Please copy out each row below word for word, leaving everything unchanged.

(Records in a dataset)
========================================================================

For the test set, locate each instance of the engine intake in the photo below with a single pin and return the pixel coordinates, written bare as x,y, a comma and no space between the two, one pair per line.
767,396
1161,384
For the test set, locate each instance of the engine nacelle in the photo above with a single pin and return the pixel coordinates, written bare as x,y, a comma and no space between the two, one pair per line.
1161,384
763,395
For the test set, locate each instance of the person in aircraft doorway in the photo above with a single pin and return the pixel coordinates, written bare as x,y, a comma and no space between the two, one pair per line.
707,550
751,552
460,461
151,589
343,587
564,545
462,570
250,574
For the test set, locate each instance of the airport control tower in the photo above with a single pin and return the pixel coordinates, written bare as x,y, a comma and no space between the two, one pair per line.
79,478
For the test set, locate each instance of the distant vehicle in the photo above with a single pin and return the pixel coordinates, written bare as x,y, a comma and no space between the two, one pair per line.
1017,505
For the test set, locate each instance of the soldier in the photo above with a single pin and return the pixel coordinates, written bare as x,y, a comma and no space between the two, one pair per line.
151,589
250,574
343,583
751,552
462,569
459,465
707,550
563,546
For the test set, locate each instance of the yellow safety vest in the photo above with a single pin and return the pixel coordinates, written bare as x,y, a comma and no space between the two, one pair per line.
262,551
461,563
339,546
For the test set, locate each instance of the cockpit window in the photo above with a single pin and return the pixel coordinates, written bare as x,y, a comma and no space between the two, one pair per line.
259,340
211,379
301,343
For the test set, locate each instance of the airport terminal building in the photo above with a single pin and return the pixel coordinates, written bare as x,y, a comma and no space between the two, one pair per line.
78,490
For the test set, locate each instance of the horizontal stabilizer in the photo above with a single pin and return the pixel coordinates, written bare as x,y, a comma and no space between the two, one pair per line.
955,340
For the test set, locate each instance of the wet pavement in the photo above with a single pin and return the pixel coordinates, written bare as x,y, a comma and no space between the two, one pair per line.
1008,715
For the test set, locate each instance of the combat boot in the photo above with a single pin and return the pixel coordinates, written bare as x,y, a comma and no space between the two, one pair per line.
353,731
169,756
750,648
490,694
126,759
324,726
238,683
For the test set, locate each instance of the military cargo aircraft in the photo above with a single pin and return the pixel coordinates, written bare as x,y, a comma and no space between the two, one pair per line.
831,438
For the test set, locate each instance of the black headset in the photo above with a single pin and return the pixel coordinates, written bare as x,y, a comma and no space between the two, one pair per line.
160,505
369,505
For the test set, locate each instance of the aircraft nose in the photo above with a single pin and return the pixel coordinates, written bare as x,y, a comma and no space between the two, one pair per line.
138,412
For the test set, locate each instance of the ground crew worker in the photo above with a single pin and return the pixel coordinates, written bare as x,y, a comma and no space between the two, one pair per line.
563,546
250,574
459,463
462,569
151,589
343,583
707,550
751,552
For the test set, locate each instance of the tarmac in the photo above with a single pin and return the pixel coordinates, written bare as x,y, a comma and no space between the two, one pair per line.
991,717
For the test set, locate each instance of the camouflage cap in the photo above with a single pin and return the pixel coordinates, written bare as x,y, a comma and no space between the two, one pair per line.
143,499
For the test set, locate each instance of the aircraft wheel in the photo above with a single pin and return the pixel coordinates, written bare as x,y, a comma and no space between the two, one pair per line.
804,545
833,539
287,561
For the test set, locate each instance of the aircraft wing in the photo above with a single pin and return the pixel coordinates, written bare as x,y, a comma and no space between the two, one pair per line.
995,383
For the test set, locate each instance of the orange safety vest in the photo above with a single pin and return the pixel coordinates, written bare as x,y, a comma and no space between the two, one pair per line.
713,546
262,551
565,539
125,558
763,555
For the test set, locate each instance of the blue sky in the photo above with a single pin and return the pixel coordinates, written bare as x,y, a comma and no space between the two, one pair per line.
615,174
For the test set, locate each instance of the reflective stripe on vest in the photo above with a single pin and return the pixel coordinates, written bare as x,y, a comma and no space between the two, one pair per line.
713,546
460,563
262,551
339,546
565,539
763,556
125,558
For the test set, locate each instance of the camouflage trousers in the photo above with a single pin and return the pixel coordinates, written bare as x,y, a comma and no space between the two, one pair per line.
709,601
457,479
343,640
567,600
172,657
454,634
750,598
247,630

========================================================================

Answer for this exercise >>
For the test set, locate each instance of the engine intake in the photo below with a single pin and return the pixel coordinates, written bare as x,y, a comma and no space between the two, one pair per line.
767,396
1161,384
For the test set, locate each instance of the engine nacelle in the photo above with a single pin and return the pixel coordinates, written bare as x,y, a comma and no space between the two, one pair per line.
1161,384
763,395
For the test set, locate each instance of the person in aircraft doorway in the photo above with a single pin and return the pixel coordinates, written bare as x,y, a comma and no space between the two, one pair per line.
707,550
751,552
460,461
151,589
343,587
564,545
462,570
250,574
For the test set, locate each instance of the airport control tower in the photo above with a single pin and return the pixel coordinates, written bare as x,y, a comma and no space between the two, one pair per line.
79,478
For the test set, locate each instance of the distant vehicle in the photo above with a single pin and return the pixel coordinates, written bare as x,y, a comma and no space between the two, one pair per line.
1017,505
For the test set, locate each instance of the soldier in the photo above with a single pin and return the pixel coordinates, written bare as x,y, a comma and no space between the two, one pair per line.
151,589
250,574
343,583
751,552
462,569
459,465
707,550
563,546
For the test set, locate each instance of the yellow safety vest in the photo above with a single pin and return the pixel coordinates, written bare as x,y, a comma and no space between the two, one pair per line.
262,551
461,563
339,546
For the test set, locate each instance of the cockpit window in the photo above with a single pin and return the pixel coordinates, written bare as x,y, a comma and no space between the two, one pair per line.
259,340
211,379
301,343
For the test set, locate each instance of the airport terminal building in the photo above with a single pin and return the pixel coordinates, written bare as x,y, a comma and no space between the two, one pair per line.
78,490
For the test set, locate each instance of the horizontal stabilizer in the photo above with a single pin and return the pixel coordinates, written bare as x,y, a comma and no space between the two, one pair per line.
955,340
For the test set, locate each instance of the wet pavement in the photo above with a single pin and return the pixel coordinates, written bare as x,y, a comma and no space between the two, one pair per line.
1008,715
For the test set, locate each instance of the combat boot in the photo above with a single pin and return the pixel coordinates, written bare as x,y, a comma and no space between the two, one pair per line.
353,731
169,756
750,648
490,694
126,759
324,726
238,683
For the test set, locate each instance of the military cargo aircraft in the photo above with a single pin and return the pixel coordinates, written bare as x,y, a comma and no space between the two, one pair per line.
831,438
For the test set, locate each instance of the black headset in the photo above with a single pin and return the pixel coordinates, written bare as x,y, a comma and no space between the two, one pair per line.
160,505
369,505
For the test set, locate each instance of the aircraft nose in the photo above with a single pin and return the pixel coordinates, written bare as x,y, a comma and no space between the two, one pair per line.
138,412
For the test set, locate each instance of the ground crew worker in the photo above with a single pin and return the pixel coordinates, written bare as x,y, a comma and no space between the two, one pair per line.
563,546
250,574
459,463
462,569
151,589
343,583
707,550
751,552
For the test set, locate each instance of the tarmac in the photo above with a single pin and return the pixel coordinates, written bare as x,y, a comma and no space between the two, one pair per line.
991,717
For the test set, locate each instance of the camouflage cap in the photo above with a single pin and return the pixel coordinates, written bare as x,y, a comma and no space between the two, one pair per line.
143,499
For the test set, locate each instance of the aircraft wheel in the photo above with a single pin and return the pixel coordinates, written bare as x,y, a comma and no space between the two, one pair per line.
804,545
833,539
287,561
For the test set, locate each instance of the aircraft wing in the photo above with a single pin and return the pixel coordinates, written bare as x,y, a comma and no space between the two, one pair per line.
995,383
For the test set, locate each instance of the orange safety vest in the photo above with a single pin and return the pixel coordinates, written bare as x,y, a comma and no space between the two, one pair per line.
713,546
262,551
565,539
125,558
763,555
For the test set, locate each instance of the blue sky in the photo above with a single pin and return the pixel coordinates, written bare as x,y, a comma and no space between the two, one pair per line.
615,174
For the test set, locate each instance of the reflective stripe on vest in the photo above with a single pin and return the pixel coordinates, written bare as x,y, a comma and no space between the two, one pair per line.
713,546
460,563
262,551
339,546
565,539
763,556
125,558
For the test set, locate each instance of the camouflage trousers in the photo above with a single pin and return the pixel coordinates, written bare as x,y, a comma and no space between the two, one pair per line.
709,601
457,479
343,640
567,600
172,657
454,634
750,598
247,630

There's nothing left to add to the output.